WHAT THE EXERCISE ASKS
How many lines in the rows below contain the string "front"? Reply with the number alone.

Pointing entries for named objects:
* * *
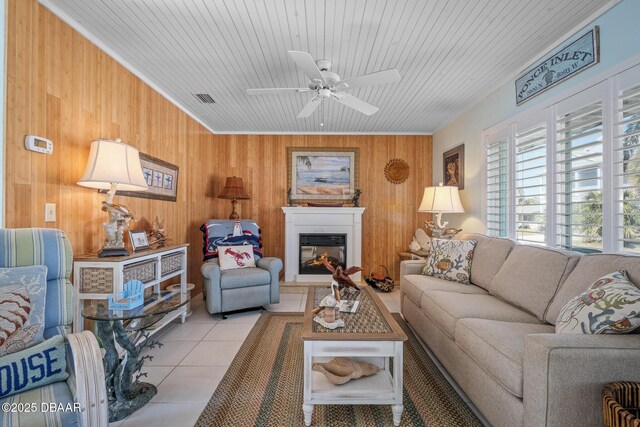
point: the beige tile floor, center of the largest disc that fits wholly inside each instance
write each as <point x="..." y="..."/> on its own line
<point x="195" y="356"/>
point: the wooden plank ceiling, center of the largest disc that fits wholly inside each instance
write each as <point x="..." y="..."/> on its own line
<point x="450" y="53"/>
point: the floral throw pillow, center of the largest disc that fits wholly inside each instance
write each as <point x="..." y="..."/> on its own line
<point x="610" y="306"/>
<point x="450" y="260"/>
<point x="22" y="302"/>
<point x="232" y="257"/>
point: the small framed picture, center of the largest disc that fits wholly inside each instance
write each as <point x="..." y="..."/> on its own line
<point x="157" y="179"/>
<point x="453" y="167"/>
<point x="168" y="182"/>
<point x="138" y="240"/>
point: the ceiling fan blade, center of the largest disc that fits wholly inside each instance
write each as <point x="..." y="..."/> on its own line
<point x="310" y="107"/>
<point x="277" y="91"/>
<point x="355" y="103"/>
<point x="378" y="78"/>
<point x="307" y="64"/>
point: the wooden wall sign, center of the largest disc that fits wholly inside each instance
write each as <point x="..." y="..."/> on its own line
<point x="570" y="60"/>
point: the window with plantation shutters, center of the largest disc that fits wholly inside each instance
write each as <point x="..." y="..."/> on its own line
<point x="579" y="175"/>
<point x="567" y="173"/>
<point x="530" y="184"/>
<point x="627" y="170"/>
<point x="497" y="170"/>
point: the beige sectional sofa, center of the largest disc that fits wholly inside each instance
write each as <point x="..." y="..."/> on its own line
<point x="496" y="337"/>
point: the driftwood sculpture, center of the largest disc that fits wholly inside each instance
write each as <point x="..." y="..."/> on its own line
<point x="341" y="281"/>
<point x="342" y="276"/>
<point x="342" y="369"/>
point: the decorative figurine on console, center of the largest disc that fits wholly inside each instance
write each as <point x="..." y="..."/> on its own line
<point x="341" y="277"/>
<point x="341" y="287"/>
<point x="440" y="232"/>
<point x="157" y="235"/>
* * *
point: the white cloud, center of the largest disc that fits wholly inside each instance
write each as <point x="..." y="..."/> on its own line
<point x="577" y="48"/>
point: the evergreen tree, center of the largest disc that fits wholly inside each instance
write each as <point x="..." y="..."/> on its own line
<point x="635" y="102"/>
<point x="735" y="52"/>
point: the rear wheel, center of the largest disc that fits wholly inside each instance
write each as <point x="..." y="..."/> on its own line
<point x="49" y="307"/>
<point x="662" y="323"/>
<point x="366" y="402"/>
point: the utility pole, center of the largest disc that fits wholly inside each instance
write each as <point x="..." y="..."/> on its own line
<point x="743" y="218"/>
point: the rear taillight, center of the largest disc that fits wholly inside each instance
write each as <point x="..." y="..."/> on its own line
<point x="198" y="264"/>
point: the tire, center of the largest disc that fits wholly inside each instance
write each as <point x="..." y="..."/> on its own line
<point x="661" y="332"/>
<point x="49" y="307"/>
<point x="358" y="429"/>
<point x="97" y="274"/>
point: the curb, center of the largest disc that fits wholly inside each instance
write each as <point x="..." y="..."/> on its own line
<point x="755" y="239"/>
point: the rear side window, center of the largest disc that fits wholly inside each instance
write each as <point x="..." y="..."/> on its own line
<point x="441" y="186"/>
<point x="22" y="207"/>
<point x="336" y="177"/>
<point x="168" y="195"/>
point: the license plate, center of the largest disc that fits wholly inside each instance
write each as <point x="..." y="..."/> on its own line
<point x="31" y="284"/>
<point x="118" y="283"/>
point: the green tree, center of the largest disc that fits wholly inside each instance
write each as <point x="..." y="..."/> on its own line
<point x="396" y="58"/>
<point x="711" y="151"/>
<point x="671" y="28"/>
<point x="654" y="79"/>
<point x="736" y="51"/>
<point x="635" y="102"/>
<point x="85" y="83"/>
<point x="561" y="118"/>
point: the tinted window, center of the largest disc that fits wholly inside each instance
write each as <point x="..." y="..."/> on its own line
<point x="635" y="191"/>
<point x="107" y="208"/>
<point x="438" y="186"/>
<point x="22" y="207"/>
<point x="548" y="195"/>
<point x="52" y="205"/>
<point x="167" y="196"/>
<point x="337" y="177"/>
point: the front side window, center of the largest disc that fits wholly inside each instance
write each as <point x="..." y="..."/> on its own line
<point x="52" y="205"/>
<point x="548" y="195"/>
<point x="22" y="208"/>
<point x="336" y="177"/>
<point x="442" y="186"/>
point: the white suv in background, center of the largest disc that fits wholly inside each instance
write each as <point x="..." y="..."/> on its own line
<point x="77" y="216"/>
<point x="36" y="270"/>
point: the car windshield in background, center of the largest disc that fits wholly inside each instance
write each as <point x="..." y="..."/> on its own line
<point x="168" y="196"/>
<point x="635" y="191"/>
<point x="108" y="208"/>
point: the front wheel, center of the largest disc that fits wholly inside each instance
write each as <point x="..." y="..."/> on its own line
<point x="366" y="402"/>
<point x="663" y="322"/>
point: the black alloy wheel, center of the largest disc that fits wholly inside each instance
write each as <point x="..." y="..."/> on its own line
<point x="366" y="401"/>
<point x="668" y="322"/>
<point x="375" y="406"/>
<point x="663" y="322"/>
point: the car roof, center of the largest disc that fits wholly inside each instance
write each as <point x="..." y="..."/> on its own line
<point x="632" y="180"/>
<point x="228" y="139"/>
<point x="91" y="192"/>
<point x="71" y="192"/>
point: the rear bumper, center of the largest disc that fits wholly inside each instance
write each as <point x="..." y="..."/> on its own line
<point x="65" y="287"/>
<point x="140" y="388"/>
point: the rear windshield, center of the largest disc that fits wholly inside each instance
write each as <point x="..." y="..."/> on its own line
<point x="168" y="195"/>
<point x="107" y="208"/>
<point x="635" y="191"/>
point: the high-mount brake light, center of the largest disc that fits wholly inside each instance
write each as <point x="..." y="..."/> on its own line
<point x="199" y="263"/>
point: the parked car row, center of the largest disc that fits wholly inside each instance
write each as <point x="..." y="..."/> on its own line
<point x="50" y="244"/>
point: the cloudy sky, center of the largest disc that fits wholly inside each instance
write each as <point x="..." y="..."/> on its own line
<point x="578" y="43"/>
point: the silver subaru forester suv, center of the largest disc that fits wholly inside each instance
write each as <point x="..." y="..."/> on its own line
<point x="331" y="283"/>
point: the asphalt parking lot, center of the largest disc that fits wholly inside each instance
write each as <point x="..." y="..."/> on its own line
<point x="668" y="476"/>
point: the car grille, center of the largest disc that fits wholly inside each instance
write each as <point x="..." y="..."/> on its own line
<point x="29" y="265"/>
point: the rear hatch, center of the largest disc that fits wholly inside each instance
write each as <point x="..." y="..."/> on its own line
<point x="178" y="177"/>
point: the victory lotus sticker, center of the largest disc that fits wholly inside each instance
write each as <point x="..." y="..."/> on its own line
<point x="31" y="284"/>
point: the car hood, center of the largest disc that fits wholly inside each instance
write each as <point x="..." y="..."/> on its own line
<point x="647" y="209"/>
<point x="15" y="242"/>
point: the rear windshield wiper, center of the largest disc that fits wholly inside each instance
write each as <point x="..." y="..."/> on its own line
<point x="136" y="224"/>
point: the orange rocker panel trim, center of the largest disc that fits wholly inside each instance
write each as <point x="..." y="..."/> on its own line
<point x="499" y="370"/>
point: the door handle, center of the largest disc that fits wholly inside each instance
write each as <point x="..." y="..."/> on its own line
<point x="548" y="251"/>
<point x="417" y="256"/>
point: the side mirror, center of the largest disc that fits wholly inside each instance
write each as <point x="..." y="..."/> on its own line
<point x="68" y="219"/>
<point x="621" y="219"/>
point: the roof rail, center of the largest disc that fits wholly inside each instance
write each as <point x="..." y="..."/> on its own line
* * *
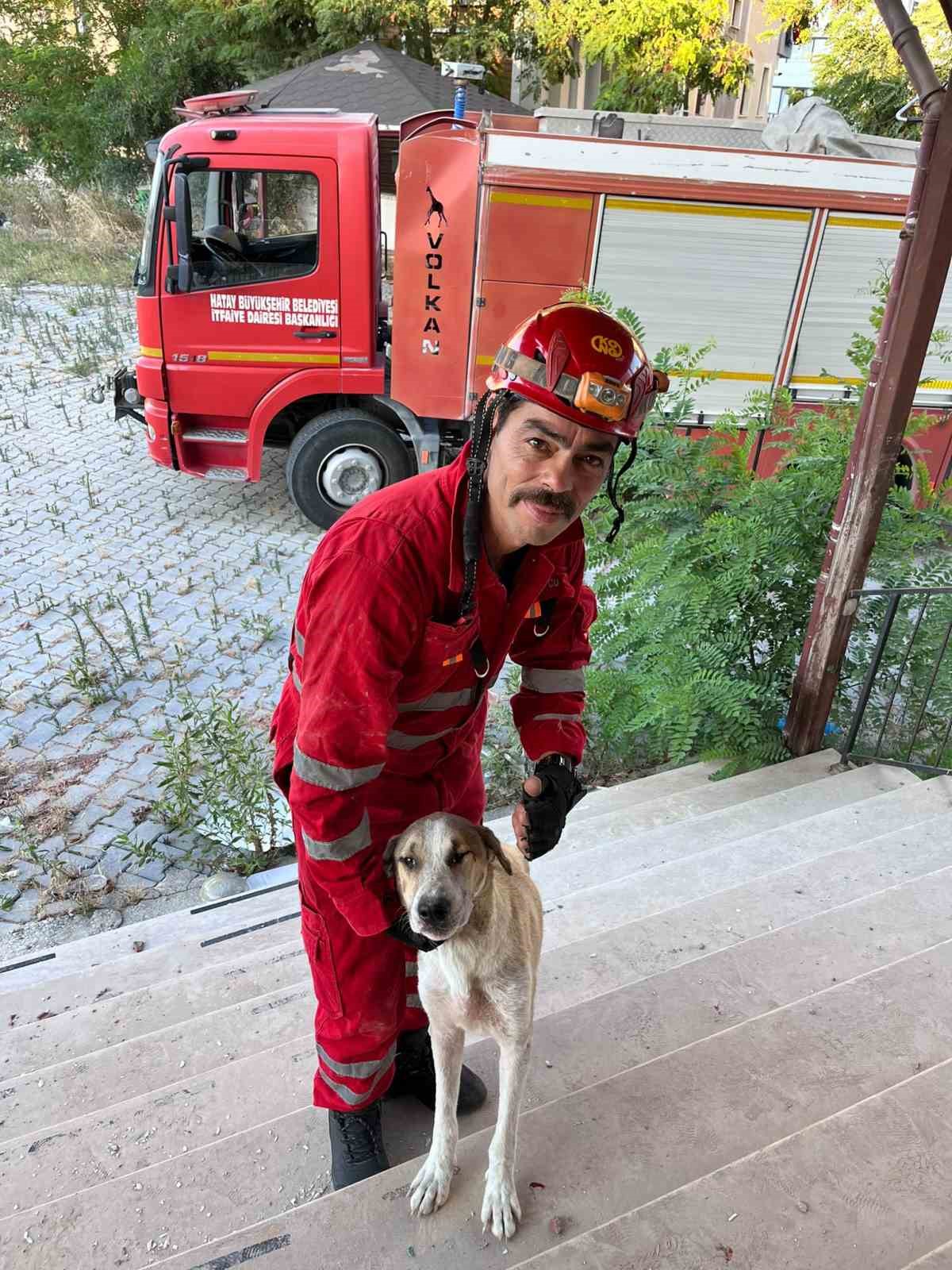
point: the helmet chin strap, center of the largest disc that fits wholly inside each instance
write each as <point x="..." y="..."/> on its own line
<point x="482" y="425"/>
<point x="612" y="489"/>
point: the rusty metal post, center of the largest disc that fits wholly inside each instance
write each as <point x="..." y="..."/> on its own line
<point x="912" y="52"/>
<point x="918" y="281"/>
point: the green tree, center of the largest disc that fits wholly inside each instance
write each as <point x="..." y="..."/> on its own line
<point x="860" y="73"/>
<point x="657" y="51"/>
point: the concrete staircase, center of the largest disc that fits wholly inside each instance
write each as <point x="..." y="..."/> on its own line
* * *
EXERCISE RESPONSE
2